Provided passage ->
Last month, Karim Khan, the court’s chief prosecutor, said his office was conducting an investigation into the situation in Palestine that encompassed the events since Hamas launched its cross-border raid on 7 October, and he invited third parties to submit information and evidence to him.

Israel is not a signatory to the Rome Statute, which establishes the authority of the war crimes court, and does not accept its jurisdiction, but the Palestinian Authority signed up at the end of 2014.

The ICC says that it is able to investigate and operate in Gaza and the West Bank, including East Jerusalem, and it can examine the actions of any party on that territory, including Israelis as well as Palestinians.

Jordan’s foreign minister, Ayman Safadi, warned on Thursday the failure of the UN security council to pass a resolution on Gaza would mean applying “dangerous double standards.”

Safadi said the draft resolution that is expected to be voted on later on Thursday focused on speeding up aid shipments that the kingdom says Israel has been obstructing to prevent sufficient life-saving assistance from entering.

The German shipping company Hapag-Lloyd said on Thursday that it would reroute 25 ships by the end of the year to avoid the Suez Canal and the Red Sea, where Yemen’s Iran-aligned Houthis are targeting merchant ships.

“We will reroute around 25 vessels up to the end of 2023,” a spokesperson said in a written reply to an enquiry by Reuters. “Further decisions will be taken at the end of the year.”

One of Hapag-Lloyd’s ships, the Al Jasrah, which was attacked near Yemen in December, was on its way to Singapore, the spokesperson also said.

Apart from Hapag-Lloyd, other operators’ ships have also been attacked, including those of rivals Maersk and MSC.

Shipping freight rates and shipping stocks have risen as a result of the disruptions, which means that many east-west trades incur more expenses by having to circumnavigate Africa via the Cape of Good Hope.

Sirens sounded in Tel Aviv and a Reuters camera crew witnessed rocket interceptions over Israel’s commercial capital on Thursday after a TV channel showed launches from the Gaza Strip.

There was no immediate word of any damage or casualties in what appeared to have been a long-range salvo by Palestinian militants in the third month of a Gaza war between Israel and Hamas.

Palestinian factions reject any talks about prisoner swaps until after Israeli “aggression” is ended, a statement published by Hamas on Thursday said.

“There is a Palestinian national decision that there should be no talk about prisoners or exchange deals except after a full cessation of aggression”, the statement said.

In addition to Hamas, Islamic Jihad, a smaller Palestinian militant group, is also holding hostages in Gaza, Reuters reported.

Record excerpts ->
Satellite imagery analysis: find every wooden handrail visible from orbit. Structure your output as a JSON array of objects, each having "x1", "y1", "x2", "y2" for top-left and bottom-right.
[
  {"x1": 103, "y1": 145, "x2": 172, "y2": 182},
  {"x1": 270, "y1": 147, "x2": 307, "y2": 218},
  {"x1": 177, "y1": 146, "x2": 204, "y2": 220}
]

Problem 1 -> In the Gaza war news excerpt, when did the Palestinian Authority sign up to the Rome Statute?
Problem 2 -> Condense the paragraph of the Gaza war news excerpt that begins "The German shipping company Hapag-Lloyd said" into a shorter version that keeps its main facts.
Problem 3 -> Reproduce everything from "The German shipping" down to "targeting merchant ships." in the Gaza war news excerpt.

Task response 1 -> At the end of 2014.

Task response 2 -> On Thursday, Hapag-Lloyd said it would reroute 25 ships by year-end to avoid the Suez Canal and Red Sea, where Yemen's Iran-aligned Houthis are attacking merchant ships.

Task response 3 ->
The German shipping company Hapag-Lloyd said on Thursday that it would reroute 25 ships by the end of the year to avoid the Suez Canal and the Red Sea, where Yemen’s Iran-aligned Houthis are targeting merchant ships.